> _Directive_
Rewrite the lines from the one containing "If you could point at the horse's mane" through the last line, inclusive, keeping every request and its sample points unchanged. Shift each coordinate in the answer points up by 89.

Examples of point labeling:
————

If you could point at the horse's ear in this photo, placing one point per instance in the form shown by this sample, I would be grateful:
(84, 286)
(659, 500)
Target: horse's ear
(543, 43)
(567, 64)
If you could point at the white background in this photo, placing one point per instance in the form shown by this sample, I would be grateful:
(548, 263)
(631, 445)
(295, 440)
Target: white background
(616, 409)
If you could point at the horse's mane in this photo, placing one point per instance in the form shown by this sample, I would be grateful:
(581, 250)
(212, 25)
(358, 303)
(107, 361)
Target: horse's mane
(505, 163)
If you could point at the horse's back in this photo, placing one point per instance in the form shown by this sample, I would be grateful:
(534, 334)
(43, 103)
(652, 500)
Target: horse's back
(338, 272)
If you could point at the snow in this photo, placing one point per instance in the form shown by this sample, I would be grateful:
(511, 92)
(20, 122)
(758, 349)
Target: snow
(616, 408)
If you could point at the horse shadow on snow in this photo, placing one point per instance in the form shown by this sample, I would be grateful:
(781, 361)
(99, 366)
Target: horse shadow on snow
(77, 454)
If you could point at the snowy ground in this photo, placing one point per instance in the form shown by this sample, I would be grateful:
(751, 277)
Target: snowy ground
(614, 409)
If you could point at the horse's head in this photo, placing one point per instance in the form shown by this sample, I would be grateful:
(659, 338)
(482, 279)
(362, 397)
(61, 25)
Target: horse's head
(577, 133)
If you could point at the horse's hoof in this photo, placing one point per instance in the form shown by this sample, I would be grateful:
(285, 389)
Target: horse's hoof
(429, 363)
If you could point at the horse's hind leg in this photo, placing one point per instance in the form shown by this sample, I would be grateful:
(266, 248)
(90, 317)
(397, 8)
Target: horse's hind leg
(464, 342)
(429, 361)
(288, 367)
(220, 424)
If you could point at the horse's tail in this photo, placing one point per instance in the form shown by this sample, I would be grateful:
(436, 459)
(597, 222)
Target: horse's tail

————

> _Full response_
If you could point at the horse's mane in this photo, placing one point per instance in the form shown by this sample, I would be grateful:
(581, 250)
(212, 25)
(358, 303)
(107, 361)
Target: horse's mane
(594, 252)
If you could point at the horse's back in this photo, placing one point per instance in the form shown by this sample, I would be grateful:
(534, 334)
(43, 103)
(652, 500)
Target: horse's back
(427, 361)
If you could point at the snow in this photo, placing one point per instance in the form shown by this sample, I would be grateful:
(511, 92)
(20, 122)
(758, 349)
Target: snow
(705, 497)
If you could point at the horse shadow on snow in this photo, placing one point per instance in the form shown by this sample, I would be grateful:
(781, 361)
(99, 366)
Target: horse shadow on snow
(166, 543)
If you could point at the snowy ground in this photo, placing one point per instance in the form shown by this sample, I would be grateful:
(751, 277)
Target: snowy ground
(703, 498)
If you could point at the horse's head in this photo, placing one point per instance in the form shown by this sample, I would be grateful:
(659, 338)
(482, 279)
(362, 397)
(61, 25)
Target: horse's head
(666, 222)
If you could point at the horse's hoof in this photo, placing one point per instance in the form shown by this sample, I would be grateful:
(285, 389)
Target: horse's hoof
(518, 452)
If you could point at the horse's hind leg in this photo, placing one point per instance in the form shown by this sample, I would be grateful:
(266, 248)
(90, 317)
(397, 8)
Target: horse's hind leg
(553, 431)
(518, 450)
(377, 456)
(309, 513)
If you could point at the horse's tail in this photo, placing one point per instance in the form shown by this sample, I would be grateful:
(436, 459)
(597, 222)
Target: horse's tail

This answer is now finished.